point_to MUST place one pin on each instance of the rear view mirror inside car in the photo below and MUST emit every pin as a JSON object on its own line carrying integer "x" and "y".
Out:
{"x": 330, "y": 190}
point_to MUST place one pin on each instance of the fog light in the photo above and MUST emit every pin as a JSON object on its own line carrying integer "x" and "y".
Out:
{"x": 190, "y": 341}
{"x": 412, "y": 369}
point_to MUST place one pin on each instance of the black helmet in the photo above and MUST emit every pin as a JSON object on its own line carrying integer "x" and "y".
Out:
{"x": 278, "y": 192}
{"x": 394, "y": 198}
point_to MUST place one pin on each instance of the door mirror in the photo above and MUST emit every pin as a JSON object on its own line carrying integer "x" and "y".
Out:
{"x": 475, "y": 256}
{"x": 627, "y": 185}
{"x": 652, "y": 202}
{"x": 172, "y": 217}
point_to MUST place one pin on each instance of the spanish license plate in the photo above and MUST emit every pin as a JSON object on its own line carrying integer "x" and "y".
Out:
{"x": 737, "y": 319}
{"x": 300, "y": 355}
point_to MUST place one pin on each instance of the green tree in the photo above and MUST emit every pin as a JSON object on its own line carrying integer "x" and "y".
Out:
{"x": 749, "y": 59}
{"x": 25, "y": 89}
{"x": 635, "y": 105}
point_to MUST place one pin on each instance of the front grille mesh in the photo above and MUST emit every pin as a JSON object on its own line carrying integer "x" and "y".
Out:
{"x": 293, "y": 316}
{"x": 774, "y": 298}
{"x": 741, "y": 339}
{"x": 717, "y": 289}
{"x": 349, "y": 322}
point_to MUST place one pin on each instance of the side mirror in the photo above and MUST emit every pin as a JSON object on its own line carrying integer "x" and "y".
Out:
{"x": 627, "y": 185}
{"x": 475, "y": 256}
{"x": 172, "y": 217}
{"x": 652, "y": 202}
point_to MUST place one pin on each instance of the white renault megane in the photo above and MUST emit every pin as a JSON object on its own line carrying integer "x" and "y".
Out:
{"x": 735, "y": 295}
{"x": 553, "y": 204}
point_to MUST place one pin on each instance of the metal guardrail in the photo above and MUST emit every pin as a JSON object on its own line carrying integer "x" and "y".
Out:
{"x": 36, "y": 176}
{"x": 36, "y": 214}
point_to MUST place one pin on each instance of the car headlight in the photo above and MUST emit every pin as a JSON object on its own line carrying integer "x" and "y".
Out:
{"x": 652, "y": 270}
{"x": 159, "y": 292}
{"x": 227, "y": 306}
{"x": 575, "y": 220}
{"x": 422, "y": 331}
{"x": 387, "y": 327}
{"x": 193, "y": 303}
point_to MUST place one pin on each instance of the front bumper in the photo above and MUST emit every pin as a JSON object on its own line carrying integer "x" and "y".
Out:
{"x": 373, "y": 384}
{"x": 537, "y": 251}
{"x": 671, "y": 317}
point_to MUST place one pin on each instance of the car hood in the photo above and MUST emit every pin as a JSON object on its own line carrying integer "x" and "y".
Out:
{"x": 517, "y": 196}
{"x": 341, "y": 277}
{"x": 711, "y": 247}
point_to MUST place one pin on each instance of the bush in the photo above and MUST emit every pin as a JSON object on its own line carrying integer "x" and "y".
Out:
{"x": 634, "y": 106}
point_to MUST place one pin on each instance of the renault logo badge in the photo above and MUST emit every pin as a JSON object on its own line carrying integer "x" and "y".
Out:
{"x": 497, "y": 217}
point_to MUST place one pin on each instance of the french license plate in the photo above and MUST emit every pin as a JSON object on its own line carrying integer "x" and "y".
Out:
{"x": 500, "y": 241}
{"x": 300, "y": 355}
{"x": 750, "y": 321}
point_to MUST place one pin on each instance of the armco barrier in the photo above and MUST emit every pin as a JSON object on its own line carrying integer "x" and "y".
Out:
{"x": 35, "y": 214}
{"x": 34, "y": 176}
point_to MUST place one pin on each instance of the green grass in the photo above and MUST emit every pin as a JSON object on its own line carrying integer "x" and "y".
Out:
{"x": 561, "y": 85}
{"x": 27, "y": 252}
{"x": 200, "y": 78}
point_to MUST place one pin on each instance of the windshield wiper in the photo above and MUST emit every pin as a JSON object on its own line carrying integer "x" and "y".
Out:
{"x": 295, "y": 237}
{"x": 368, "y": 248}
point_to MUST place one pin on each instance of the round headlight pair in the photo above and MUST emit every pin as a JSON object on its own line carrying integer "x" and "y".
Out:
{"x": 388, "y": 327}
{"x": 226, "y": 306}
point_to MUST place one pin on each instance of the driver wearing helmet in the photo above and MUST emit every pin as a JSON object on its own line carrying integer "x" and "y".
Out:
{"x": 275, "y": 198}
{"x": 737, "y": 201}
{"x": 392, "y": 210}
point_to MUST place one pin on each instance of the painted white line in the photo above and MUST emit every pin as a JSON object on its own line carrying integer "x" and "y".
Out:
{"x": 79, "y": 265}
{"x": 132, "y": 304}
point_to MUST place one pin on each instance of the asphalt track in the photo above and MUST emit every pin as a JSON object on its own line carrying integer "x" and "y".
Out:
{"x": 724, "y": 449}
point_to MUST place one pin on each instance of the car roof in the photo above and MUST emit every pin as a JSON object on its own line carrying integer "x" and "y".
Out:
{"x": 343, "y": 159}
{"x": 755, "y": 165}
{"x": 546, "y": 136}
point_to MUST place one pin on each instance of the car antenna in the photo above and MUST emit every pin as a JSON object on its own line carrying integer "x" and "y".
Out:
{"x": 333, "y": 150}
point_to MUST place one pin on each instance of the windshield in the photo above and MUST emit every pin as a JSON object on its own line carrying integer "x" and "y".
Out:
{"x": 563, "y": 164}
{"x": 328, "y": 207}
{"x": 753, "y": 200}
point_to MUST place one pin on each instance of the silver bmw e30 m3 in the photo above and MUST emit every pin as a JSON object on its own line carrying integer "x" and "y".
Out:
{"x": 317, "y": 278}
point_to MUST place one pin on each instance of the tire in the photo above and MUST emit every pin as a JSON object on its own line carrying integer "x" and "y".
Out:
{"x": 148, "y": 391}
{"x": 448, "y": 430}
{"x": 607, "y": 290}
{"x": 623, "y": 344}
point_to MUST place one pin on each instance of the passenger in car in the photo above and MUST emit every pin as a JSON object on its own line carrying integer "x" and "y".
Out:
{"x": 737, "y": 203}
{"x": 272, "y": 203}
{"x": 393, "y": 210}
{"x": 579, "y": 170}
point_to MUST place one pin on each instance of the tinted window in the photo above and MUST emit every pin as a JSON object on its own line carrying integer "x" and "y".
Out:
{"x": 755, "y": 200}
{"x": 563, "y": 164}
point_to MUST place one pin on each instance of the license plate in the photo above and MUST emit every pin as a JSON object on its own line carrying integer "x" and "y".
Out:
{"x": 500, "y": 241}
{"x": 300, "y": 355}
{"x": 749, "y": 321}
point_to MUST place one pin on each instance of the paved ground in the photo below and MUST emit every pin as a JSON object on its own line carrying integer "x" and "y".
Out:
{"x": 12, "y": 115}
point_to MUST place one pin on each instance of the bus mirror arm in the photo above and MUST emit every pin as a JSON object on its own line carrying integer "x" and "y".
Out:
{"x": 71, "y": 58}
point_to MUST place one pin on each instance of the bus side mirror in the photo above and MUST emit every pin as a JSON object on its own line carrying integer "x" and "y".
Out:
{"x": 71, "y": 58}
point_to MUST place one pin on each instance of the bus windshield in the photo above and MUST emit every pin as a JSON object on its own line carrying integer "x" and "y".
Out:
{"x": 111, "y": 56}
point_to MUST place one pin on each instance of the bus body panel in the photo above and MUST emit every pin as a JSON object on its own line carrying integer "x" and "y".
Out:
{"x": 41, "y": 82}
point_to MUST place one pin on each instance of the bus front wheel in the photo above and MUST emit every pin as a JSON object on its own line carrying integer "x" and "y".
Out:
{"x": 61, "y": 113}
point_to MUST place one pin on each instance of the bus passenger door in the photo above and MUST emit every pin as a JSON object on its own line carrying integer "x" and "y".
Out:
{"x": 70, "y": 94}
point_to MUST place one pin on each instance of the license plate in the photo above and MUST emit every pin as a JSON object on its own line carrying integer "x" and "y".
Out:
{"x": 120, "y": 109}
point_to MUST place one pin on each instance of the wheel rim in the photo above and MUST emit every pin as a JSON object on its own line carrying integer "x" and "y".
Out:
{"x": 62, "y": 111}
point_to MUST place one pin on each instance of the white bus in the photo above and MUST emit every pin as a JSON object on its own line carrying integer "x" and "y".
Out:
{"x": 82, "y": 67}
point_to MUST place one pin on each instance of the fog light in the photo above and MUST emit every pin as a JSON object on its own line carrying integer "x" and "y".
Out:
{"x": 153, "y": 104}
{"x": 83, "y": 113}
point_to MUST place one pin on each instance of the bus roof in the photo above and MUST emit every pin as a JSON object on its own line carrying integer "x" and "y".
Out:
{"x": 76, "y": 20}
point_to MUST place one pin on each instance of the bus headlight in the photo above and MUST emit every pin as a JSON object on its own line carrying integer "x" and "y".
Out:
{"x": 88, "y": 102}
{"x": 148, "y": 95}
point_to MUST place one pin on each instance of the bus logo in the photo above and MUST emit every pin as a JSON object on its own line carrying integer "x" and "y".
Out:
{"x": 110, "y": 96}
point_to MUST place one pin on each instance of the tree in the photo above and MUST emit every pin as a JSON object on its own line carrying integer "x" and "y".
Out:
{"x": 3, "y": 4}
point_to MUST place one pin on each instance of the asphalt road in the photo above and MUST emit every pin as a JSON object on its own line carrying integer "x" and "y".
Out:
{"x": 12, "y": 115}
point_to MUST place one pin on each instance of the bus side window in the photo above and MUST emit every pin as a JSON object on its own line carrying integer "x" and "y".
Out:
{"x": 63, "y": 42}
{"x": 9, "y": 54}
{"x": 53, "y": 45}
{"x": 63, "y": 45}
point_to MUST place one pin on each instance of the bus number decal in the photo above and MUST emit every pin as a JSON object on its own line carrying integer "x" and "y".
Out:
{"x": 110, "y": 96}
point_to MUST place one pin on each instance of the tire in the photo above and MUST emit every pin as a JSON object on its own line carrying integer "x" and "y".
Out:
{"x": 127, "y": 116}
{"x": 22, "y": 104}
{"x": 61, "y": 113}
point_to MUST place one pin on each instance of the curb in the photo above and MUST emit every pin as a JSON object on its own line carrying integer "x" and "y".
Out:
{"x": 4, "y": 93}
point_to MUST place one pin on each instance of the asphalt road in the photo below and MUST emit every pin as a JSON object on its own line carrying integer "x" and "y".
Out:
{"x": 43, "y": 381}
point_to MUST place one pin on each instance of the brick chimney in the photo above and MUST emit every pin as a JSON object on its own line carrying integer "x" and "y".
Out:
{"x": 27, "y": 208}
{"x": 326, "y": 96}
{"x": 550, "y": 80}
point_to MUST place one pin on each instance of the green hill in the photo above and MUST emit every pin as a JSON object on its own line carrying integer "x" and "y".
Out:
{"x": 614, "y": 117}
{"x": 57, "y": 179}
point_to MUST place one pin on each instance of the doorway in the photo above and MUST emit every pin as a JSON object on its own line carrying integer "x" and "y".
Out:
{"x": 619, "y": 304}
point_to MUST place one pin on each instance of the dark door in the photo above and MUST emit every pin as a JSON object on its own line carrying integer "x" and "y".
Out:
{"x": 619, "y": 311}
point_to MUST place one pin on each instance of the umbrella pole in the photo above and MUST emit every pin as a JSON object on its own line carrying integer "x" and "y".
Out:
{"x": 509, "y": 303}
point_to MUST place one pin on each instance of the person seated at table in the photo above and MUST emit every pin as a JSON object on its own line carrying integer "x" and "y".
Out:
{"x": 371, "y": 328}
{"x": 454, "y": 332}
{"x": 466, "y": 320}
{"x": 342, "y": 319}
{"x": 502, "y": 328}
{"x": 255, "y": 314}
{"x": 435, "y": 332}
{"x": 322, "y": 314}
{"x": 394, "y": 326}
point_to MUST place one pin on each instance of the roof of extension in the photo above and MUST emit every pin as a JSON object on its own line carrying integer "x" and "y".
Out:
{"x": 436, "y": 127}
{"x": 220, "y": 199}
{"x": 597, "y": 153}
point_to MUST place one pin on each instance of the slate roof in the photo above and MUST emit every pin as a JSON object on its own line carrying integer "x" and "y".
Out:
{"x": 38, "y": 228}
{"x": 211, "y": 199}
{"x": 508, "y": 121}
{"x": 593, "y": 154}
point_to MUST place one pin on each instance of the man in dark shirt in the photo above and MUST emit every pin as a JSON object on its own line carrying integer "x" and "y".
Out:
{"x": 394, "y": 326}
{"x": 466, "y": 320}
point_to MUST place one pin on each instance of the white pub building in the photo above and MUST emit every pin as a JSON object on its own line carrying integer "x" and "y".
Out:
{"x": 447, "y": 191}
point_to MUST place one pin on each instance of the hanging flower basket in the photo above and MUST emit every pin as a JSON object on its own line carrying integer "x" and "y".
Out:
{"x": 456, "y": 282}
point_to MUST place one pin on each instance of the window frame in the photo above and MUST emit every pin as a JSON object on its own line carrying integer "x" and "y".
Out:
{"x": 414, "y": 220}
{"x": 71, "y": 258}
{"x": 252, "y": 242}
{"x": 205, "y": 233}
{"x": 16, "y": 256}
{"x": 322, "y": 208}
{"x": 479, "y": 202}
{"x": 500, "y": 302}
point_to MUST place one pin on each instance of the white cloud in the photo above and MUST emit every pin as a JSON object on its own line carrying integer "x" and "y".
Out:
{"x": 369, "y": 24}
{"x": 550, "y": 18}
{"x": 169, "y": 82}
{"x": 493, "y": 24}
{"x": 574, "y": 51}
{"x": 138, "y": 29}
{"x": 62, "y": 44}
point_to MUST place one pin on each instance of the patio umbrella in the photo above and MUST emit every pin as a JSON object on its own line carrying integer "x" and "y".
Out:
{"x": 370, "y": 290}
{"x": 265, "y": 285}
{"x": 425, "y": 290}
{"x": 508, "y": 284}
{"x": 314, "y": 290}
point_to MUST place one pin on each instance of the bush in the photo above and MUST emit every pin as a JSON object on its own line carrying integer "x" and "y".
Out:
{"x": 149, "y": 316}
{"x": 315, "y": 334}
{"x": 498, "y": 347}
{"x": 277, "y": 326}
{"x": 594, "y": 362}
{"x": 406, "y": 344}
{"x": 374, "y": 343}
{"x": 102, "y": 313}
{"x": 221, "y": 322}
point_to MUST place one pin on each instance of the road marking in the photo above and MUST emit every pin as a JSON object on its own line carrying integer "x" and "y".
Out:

:::::

## Exercise requirements
Repeat exactly the lines from the line containing "point_to MUST place one pin on each instance of the patio" through the last line of the records above, including both, and nothing else.

## Written answer
point_to MUST place one pin on each instance of the patio umbrella in the photo above and MUST emit every pin as a JSON object on its own line carrying integer "x" and "y".
Out:
{"x": 370, "y": 290}
{"x": 265, "y": 285}
{"x": 425, "y": 290}
{"x": 508, "y": 284}
{"x": 314, "y": 290}
point_to MUST place one pin on each instance of the bush in the photo above and MUST emit every pin as a JSON object on its own line carrying integer "x" and "y".
Out:
{"x": 149, "y": 316}
{"x": 315, "y": 334}
{"x": 498, "y": 347}
{"x": 277, "y": 326}
{"x": 594, "y": 362}
{"x": 406, "y": 344}
{"x": 374, "y": 343}
{"x": 102, "y": 313}
{"x": 221, "y": 322}
point_to MUST place one pin on each instance of the road marking in the photo above and MUST emit every pin as a JSON object on its own line carrying integer "x" and "y".
Out:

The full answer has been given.